## [TASK TO CARRY OUT]
Write out the bird flu article word for word from "The Colorado Department" to "spreading among people.".

*** Opening DOCUMENT TEXT ***

First human US case of bird flu strain detected in Colorado, CDC says health risk low
A man in Colorado has tested positive for the H5N1 bird flu virus, becoming the first person in the U.S. to have a confirmed human case of bird flu stemming from the current outbreak that has impacted commercial and backyard birds.
According to the Centers for Disease Control and Prevention (CDC), the man who tested positive for bird flu had direct exposure to poultry, as he was involved in culling poultry presumed to have the virus. The only symptom he reported having was some fatigue for a few days before recovering.
The Colorado Department of Public Health and Environment (CDPHE) said in a statement that the man who tested positive was under 40, worked at a farm in Montrose County and was largely asymptomatic. The agency noted that there are currently no known cases of this H5 virus spreading among people.
The patient is currently in isolation and was treated with the influenza antiviral drug oseltamivir, said the CDC. Other people who also worked at the Colorado culling operation have so far tested negative, though they are being retested out of an abundance of caution.
Rachel Herlihy, state epidemiologist for the CDPHE, said, “We want to reassure Coloradans that the risk to them is low.”

*** Closing DOCUMENT TEXT ***
*** Opening DATA PROVIDED ***

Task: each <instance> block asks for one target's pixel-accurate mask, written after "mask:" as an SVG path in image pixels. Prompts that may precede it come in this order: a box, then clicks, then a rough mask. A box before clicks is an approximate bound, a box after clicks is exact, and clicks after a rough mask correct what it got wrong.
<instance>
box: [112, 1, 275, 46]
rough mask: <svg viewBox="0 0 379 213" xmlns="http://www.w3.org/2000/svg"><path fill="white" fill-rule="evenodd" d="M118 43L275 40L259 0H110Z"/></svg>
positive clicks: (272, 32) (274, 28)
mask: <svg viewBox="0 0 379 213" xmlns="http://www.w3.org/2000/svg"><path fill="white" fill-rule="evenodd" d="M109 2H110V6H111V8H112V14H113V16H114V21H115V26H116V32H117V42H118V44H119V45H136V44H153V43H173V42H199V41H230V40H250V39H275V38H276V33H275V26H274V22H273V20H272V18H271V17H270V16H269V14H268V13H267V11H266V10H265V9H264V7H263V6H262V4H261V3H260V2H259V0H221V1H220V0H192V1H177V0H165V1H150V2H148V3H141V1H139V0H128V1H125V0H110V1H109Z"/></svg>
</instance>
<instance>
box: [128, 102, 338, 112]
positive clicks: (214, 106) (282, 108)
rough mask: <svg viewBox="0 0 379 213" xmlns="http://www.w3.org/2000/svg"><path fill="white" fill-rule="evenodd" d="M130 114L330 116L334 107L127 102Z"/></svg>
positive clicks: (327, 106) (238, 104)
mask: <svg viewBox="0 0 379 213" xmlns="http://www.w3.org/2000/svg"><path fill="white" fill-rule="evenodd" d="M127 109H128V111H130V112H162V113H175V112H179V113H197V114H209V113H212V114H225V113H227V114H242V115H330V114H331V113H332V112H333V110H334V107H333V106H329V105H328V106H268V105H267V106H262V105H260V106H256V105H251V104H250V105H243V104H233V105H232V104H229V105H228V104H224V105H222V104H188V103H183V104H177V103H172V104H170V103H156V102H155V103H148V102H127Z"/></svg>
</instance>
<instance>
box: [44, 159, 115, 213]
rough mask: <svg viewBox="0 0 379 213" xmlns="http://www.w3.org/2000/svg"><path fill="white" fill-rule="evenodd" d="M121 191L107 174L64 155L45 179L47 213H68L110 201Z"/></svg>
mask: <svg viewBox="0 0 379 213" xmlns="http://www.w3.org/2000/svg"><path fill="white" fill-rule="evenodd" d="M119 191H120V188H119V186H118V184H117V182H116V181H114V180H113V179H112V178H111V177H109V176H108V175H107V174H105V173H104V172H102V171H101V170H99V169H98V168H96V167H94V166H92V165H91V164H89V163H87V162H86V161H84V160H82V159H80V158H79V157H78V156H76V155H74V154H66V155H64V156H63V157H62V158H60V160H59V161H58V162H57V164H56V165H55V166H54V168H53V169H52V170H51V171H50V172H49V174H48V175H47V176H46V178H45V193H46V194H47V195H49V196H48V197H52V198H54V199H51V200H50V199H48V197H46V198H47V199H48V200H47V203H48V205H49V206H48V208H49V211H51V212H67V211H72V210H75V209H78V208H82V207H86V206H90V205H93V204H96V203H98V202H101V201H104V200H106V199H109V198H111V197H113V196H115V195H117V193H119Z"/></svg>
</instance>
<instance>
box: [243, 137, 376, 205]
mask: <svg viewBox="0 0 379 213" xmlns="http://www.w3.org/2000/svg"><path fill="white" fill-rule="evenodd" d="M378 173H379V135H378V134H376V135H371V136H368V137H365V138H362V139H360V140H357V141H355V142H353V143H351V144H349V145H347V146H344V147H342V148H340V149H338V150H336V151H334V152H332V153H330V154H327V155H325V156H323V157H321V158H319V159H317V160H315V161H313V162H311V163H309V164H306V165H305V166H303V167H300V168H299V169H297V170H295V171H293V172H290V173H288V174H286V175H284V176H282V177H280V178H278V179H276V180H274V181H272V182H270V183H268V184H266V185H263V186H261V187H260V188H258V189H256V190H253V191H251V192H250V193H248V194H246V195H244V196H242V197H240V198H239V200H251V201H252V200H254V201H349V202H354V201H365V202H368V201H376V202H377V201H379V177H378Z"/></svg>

*** Closing DATA PROVIDED ***

## [ANSWER TO THE EXERCISE]
The Colorado Department of Public Health and Environment (CDPHE) said in a statement that the man who tested positive was under 40, worked at a farm in Montrose County and was largely asymptomatic. The agency noted that there are currently no known cases of this H5 virus spreading among people.